Action item
When a line in the data below includes "large", pick it out and copy it.

Saved entries:
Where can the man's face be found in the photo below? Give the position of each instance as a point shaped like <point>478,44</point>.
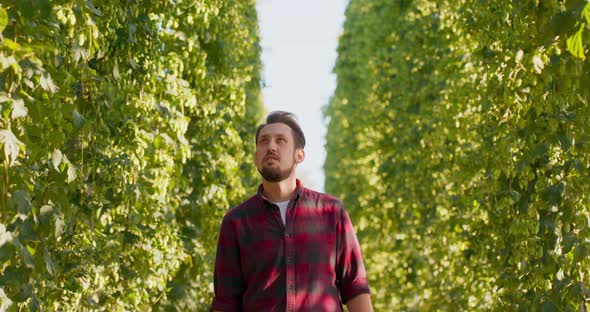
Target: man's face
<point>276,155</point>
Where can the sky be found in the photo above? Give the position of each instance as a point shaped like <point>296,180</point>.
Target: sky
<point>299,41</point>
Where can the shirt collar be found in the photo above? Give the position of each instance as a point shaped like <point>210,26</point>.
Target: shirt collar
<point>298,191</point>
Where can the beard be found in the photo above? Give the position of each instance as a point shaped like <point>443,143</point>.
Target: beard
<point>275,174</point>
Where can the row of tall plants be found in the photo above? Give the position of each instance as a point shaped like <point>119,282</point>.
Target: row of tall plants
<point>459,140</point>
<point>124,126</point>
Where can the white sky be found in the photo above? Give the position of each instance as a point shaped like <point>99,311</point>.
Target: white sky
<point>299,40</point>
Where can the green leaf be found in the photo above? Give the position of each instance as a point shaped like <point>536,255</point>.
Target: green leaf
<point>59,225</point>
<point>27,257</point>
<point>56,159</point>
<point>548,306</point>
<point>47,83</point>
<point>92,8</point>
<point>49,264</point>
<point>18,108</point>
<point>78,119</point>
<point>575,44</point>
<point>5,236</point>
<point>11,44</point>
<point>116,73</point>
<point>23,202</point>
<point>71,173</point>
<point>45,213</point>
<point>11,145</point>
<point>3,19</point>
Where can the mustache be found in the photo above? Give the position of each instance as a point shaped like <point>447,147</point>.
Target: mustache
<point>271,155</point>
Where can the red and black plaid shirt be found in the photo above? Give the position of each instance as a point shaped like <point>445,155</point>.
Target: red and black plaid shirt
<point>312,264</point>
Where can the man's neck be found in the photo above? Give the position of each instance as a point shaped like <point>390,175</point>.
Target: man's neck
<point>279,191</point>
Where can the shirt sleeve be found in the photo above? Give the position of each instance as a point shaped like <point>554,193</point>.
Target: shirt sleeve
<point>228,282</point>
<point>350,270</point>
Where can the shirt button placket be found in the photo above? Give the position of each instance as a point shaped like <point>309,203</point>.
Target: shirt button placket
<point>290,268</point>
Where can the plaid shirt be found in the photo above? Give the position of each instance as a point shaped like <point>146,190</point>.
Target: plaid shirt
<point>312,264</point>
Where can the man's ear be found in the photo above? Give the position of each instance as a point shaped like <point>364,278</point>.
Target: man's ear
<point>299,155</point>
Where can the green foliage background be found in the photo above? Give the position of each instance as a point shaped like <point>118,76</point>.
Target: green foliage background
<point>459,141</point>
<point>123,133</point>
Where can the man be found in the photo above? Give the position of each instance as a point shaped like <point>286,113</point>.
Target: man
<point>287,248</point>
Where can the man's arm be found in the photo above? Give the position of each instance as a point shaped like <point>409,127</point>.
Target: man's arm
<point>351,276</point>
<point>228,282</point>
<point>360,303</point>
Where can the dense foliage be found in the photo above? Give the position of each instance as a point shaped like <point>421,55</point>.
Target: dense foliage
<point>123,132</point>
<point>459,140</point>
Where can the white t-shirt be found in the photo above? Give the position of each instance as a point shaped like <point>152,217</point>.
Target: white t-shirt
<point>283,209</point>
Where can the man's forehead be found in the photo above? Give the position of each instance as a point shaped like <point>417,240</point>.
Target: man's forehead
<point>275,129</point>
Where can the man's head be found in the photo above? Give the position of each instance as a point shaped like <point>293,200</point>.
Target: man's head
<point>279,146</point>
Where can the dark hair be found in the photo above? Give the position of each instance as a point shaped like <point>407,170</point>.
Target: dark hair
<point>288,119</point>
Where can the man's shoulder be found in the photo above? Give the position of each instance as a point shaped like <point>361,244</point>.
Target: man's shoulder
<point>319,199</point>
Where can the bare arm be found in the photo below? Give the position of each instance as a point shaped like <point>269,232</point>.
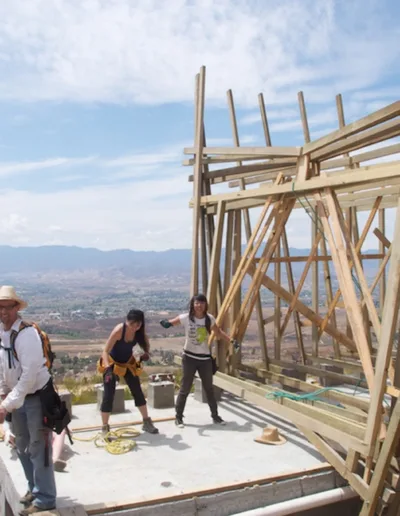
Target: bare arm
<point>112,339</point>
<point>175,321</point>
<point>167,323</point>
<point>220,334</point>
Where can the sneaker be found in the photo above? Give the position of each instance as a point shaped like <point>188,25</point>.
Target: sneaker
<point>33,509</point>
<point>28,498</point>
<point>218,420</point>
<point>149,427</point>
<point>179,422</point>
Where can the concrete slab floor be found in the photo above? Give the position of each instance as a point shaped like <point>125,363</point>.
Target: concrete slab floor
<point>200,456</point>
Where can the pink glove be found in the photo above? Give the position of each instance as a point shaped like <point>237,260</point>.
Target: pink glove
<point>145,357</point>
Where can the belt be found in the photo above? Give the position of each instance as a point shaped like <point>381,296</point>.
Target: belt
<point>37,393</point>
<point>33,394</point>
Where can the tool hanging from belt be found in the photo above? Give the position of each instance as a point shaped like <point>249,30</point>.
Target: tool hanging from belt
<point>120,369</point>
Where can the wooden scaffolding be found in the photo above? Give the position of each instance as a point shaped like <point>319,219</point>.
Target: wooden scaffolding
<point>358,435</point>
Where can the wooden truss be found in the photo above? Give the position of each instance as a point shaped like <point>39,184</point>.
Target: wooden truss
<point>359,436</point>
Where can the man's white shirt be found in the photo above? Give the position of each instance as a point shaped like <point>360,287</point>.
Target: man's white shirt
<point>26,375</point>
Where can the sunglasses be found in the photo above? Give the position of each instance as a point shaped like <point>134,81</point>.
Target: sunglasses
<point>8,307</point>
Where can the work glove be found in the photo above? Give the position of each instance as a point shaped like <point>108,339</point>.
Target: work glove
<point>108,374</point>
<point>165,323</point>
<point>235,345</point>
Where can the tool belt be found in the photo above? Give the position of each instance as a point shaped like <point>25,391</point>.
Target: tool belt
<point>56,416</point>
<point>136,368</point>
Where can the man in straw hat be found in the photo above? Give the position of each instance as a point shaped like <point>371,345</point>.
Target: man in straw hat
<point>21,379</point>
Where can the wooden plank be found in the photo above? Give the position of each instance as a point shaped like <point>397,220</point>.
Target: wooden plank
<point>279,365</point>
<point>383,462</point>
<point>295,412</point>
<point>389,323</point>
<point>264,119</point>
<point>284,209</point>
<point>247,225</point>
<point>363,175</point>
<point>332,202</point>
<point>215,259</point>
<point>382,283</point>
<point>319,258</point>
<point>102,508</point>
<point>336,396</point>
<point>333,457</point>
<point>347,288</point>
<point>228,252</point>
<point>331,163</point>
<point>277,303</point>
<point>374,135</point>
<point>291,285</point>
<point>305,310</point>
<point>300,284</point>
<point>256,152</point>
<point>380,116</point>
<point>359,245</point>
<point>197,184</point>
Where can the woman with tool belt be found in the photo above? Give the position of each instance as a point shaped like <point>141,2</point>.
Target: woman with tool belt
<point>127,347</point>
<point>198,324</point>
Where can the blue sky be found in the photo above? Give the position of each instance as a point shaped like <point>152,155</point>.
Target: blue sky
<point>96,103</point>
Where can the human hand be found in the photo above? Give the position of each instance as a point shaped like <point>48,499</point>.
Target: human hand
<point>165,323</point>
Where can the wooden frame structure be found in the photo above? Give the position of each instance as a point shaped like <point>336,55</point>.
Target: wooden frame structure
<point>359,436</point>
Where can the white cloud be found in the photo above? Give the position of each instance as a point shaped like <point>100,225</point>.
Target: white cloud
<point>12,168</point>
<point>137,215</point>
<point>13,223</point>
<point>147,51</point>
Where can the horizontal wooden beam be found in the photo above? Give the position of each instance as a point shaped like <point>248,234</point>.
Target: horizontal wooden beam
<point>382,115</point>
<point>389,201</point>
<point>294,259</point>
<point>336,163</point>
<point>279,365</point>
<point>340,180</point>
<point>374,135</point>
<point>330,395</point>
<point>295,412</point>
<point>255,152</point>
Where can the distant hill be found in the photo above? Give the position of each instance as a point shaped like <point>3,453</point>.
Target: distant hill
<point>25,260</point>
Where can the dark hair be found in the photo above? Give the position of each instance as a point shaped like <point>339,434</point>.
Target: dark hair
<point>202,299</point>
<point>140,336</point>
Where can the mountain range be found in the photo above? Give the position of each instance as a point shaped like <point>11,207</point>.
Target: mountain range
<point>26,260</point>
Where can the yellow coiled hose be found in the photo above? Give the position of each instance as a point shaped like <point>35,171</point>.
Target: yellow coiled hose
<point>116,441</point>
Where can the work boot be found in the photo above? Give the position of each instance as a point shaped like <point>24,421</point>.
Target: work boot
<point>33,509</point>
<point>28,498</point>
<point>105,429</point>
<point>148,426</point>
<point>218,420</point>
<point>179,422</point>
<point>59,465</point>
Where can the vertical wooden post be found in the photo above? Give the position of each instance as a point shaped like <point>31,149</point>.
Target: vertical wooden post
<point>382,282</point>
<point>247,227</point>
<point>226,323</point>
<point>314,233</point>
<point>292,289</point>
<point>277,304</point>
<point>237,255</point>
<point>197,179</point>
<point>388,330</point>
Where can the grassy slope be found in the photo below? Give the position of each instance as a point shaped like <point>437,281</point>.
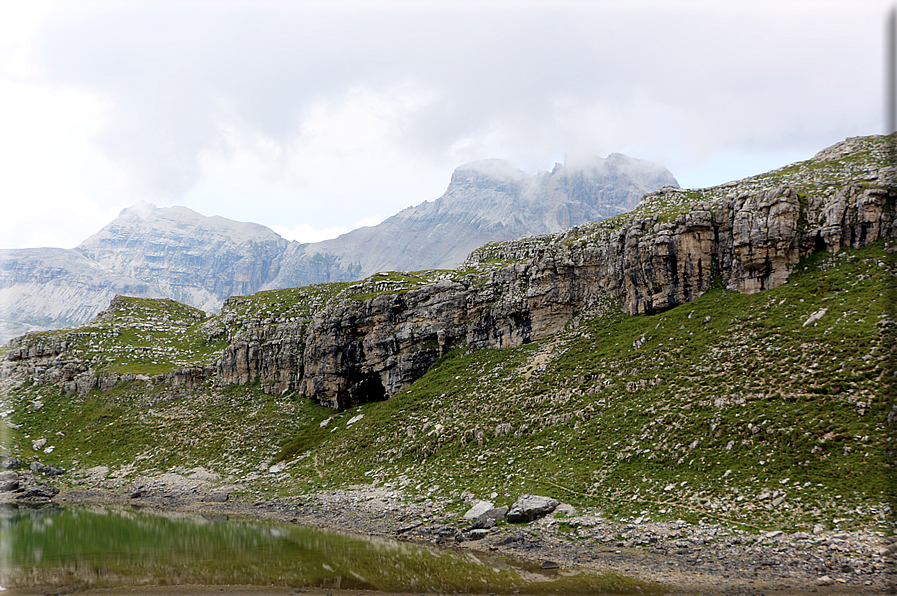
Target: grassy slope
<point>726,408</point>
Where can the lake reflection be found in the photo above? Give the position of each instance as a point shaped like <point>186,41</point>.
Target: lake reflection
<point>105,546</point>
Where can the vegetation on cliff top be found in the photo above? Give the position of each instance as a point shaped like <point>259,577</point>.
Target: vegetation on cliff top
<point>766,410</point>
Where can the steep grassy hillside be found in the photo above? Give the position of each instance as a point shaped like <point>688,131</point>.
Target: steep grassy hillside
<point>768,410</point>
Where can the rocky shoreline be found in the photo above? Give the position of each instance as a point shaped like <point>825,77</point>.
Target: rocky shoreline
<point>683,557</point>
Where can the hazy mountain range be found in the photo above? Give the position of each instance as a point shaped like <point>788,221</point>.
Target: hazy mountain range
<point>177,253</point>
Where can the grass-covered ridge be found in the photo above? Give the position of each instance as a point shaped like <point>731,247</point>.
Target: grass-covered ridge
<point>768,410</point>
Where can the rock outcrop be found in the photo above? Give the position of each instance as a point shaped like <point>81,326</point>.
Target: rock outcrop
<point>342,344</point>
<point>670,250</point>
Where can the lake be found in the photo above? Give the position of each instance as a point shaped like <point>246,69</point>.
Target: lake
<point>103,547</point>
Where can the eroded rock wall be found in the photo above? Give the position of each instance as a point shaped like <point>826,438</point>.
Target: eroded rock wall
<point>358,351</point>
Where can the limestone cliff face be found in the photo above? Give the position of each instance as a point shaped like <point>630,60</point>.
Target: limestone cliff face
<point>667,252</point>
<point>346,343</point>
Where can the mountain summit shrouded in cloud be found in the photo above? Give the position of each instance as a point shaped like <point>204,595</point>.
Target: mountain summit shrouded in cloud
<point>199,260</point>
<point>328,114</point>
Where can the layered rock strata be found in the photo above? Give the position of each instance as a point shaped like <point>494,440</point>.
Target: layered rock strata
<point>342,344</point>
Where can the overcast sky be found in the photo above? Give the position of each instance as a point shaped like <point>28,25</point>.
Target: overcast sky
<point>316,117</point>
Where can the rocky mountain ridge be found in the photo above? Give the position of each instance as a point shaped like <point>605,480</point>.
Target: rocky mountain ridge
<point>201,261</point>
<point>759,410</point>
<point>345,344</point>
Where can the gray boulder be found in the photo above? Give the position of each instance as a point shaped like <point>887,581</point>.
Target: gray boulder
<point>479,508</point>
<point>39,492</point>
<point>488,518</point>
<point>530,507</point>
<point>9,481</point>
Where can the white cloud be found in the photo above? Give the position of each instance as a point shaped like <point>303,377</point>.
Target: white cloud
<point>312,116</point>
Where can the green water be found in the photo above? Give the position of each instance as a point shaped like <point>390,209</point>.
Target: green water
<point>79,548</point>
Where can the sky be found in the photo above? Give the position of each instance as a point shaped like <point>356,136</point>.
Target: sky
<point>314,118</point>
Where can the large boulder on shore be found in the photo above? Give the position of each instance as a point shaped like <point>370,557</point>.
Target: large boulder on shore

Result
Where can the large boulder on shore be found in the photo above? Give the position of each instance as a point shaped like <point>370,557</point>.
Target: large boulder on shore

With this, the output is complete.